::: SUPPLIED PASSAGE
Ramp up efforts to prevent and control spread of non-communicable diseases: WHO

WHO said that non-communicable diseases account for two-thirds of all deaths in South East Asia.

The World Health Organization has urged member countries in South East Asia to accelerate efforts to prevent and control spread of non-communicable diseases (NCDs) which account for two-thirds of all deaths in the region, while also increasing the risk of severe Covid-19.

“The Covid-19 pandemic has further exposed the vulnerabilities of people living with non-communicable diseases. In addition to the increased risk of severe disease and death, disruption in essential services threatens to slow down progress and even reverse the gains in controlling NCDs,” Dr Poonam Khetrapal Singh, regional director of WHO South-East Asia Region, said at the Regional Committee meeting.

Prevention and control of NCDs such as cardiovascular diseases, cancers, chronic respiratory disease, diabetes, hypertension etc, is one of the flagship priorities of Dr Khetrapal Singh. Since 2014, member countries have been making concerted efforts, implementing multi-sectoral plans, providing, and scaling up NCD services at the primary health care level, promoting physical activity, taxing sugary drinks, taking multiple actions to control tobacco use, and promoting mental health, among others.
::::::
::: LISTED ENTRIES
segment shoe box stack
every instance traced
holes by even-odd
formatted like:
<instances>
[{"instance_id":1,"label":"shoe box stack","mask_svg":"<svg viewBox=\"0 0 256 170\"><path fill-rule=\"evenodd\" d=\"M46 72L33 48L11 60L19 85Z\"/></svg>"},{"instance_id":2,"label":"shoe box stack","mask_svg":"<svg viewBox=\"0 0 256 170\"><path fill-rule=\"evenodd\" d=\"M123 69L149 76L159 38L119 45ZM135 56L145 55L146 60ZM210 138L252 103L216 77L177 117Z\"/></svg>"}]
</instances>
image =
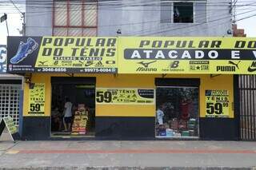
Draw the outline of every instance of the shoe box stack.
<instances>
[{"instance_id":1,"label":"shoe box stack","mask_svg":"<svg viewBox=\"0 0 256 170\"><path fill-rule=\"evenodd\" d=\"M160 125L157 131L158 136L167 137L196 136L196 119L193 118L188 121L174 118L168 123Z\"/></svg>"}]
</instances>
::::::
Can you extend the WHO news piece on non-communicable diseases in South East Asia, picking up after its last sentence?

“We need to address NCDs and include them as an integral part of pandemic preparedness and response. This will help establish mechanisms for uninterrupted access to NCD services during emergencies, and reduce risk of serious health complications,” the regional director said.

In view of the continuing challenges, member countries discussed extending the Regional Action Plan for Prevention and Control of NCDs to meet SDG 2030 targets.

The member countries also discussed integrated eye care and oral health and developing Regional Action Plans for them as well. Oral cancer is one of the top five types of cancer. The region also has one of the highest prevalence of visual impairment and blindness globally.

Nearly half of the deaths due to NCDs occur prematurely between 30 and 69 years of age. A quarter of the adult population in the region suffers from hypertension and every twelfth adult has diabetes.

The member countries discussed developing a regional NCD Implementation Roadmap 2022–2030 to provide operational guidance on “how to” sustain gains, accelerate action in areas that need greater emphasis and pilot innovative approaches in the Region to achieve SDG Target 3.4.